__Provided data__:
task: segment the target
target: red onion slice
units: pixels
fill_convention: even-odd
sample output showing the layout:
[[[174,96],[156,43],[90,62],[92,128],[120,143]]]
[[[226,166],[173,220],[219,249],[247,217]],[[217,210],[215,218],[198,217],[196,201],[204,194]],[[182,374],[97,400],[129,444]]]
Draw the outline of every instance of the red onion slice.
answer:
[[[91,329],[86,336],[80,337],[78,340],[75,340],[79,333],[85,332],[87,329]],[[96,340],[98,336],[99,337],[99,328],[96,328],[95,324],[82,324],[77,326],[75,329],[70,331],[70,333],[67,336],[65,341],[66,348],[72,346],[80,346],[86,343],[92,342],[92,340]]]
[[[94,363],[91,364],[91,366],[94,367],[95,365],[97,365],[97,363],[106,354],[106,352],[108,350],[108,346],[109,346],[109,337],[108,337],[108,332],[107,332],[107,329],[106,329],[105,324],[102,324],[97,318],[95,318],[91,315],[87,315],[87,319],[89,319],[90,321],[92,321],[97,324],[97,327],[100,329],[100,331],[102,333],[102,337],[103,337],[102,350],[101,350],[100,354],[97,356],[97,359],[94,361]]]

__Task instructions__:
Write out every line of the records again, requests included, and scale each polygon coordinate in the answers by 2.35, rounding to whole numbers with halves rounded up. Leave the numbers in the requests and their sample outputs unchanged.

__Final result__:
task: segment the target
target: red onion slice
units: pixels
fill_convention: even-odd
sample output showing the layout:
[[[174,96],[156,43],[90,62],[92,128],[120,143]]]
[[[226,166],[173,220],[219,249],[247,217]],[[217,210],[215,218],[198,217],[196,201],[204,194]],[[182,374],[97,400],[129,444]]]
Draw the outline of every instance of the red onion slice.
answer:
[[[214,773],[202,790],[188,792],[183,799],[176,799],[186,783],[200,780],[204,773]],[[226,799],[230,790],[233,792],[233,771],[226,771],[223,761],[193,761],[181,766],[176,773],[165,778],[165,783],[157,790],[153,801],[155,818],[169,813],[188,813],[202,806],[216,804],[216,799]]]
[[[221,853],[214,855],[214,860],[221,862],[223,858],[228,858],[228,853],[249,832],[249,827],[254,823],[254,813],[256,813],[256,792],[254,792],[254,780],[251,780],[251,773],[249,773],[247,761],[240,761],[228,747],[223,747],[214,740],[204,740],[204,750],[209,750],[212,754],[216,754],[228,761],[228,768],[235,773],[235,778],[240,783],[240,792],[242,792],[240,823],[237,823],[235,832],[228,837],[228,844],[221,848]]]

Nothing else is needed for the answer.